• Task statement: What you return must match the data below exactly, minus any pictures.

(Dataset entries)
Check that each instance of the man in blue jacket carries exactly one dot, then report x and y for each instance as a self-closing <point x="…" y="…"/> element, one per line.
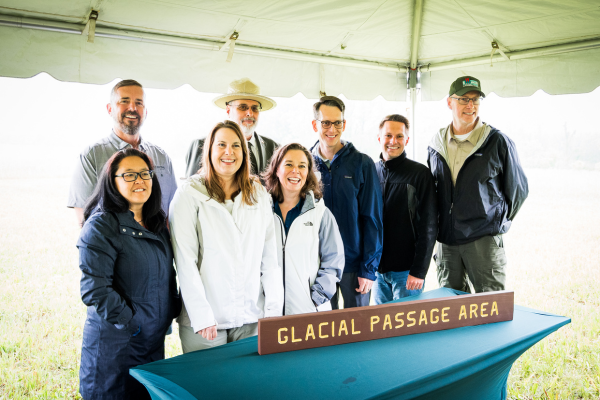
<point x="409" y="215"/>
<point x="352" y="193"/>
<point x="480" y="188"/>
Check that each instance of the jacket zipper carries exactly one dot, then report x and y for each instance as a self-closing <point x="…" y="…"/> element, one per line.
<point x="283" y="243"/>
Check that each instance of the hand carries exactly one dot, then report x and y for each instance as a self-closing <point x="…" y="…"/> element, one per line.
<point x="364" y="285"/>
<point x="413" y="283"/>
<point x="209" y="333"/>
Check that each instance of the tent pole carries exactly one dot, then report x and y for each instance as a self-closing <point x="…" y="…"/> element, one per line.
<point x="413" y="111"/>
<point x="413" y="74"/>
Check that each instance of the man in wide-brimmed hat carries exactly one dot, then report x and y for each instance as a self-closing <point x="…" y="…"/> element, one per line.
<point x="243" y="103"/>
<point x="480" y="188"/>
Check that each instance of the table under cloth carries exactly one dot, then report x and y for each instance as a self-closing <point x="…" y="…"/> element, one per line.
<point x="464" y="363"/>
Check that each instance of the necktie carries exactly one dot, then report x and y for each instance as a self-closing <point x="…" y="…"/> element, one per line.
<point x="253" y="163"/>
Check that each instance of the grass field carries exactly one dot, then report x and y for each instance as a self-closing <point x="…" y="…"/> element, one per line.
<point x="554" y="265"/>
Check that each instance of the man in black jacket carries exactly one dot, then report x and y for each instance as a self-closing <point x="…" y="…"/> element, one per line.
<point x="480" y="188"/>
<point x="243" y="103"/>
<point x="409" y="215"/>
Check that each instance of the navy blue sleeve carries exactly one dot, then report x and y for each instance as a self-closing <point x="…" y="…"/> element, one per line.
<point x="426" y="224"/>
<point x="98" y="250"/>
<point x="515" y="183"/>
<point x="370" y="209"/>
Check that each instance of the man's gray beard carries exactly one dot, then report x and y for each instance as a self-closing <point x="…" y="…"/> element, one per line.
<point x="248" y="132"/>
<point x="130" y="129"/>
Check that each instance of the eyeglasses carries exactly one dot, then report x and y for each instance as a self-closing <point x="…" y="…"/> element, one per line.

• Your response:
Check that each instance of the man in blue jacket carries exactly one dot, then report x and y for each instance as a self-closing <point x="…" y="…"/> element, one per line.
<point x="409" y="215"/>
<point x="352" y="193"/>
<point x="480" y="188"/>
Check that each instance of the jacket zipper carries exactly one dot, then report x and y for each instance as a self-closing <point x="…" y="…"/> element, one per line.
<point x="283" y="243"/>
Check that each instance of the hand carries exactly one dot, then report x and y for each instance as a self-closing <point x="…" y="…"/> element, one per line.
<point x="364" y="285"/>
<point x="413" y="283"/>
<point x="209" y="333"/>
Check that each instance of the tent pole carries exactly one dot, then report x and y for each instance as a self-closing <point x="…" y="…"/> element, one per line.
<point x="413" y="111"/>
<point x="413" y="74"/>
Check that each instance of the man in wide-brimmed hat carries exactly one dot, then report x and y for each instance as a self-closing <point x="…" y="…"/> element, one per line.
<point x="243" y="103"/>
<point x="480" y="188"/>
Check that each instance of the table under cloth carries exactly one dot, then report x and y for each instance as a self-closing <point x="…" y="…"/> element, one per line.
<point x="464" y="363"/>
Check that each instance of the necktie carries exactly one dot, then report x and y for each instance as a self-closing <point x="…" y="…"/> element, one per line.
<point x="253" y="163"/>
Check that each instance of the grass field carries exactly one dot, then report x and y for each instance as a self-closing <point x="…" y="…"/> element, one per line.
<point x="554" y="265"/>
Check that each instance of the man in black jacket carries exactly one dot, then report x and y for each instance as a self-closing <point x="…" y="…"/> element, one per line.
<point x="480" y="188"/>
<point x="243" y="103"/>
<point x="409" y="215"/>
Check that each instance of the navy blue sleeve carries exactly one dot, then report x and y for each instance as a self-closing <point x="…" y="…"/> element, one per line.
<point x="426" y="224"/>
<point x="98" y="250"/>
<point x="515" y="183"/>
<point x="370" y="209"/>
Check that each instance of the man's gray beard carries exactly one dot, then report x and y for each instance as a self-closing <point x="…" y="…"/> element, one per line.
<point x="248" y="132"/>
<point x="130" y="129"/>
Check that each instance of the eyeglasses carries exactly one dot, then report x and y for each instance as a self-closing <point x="…" y="…"/> element, one per line.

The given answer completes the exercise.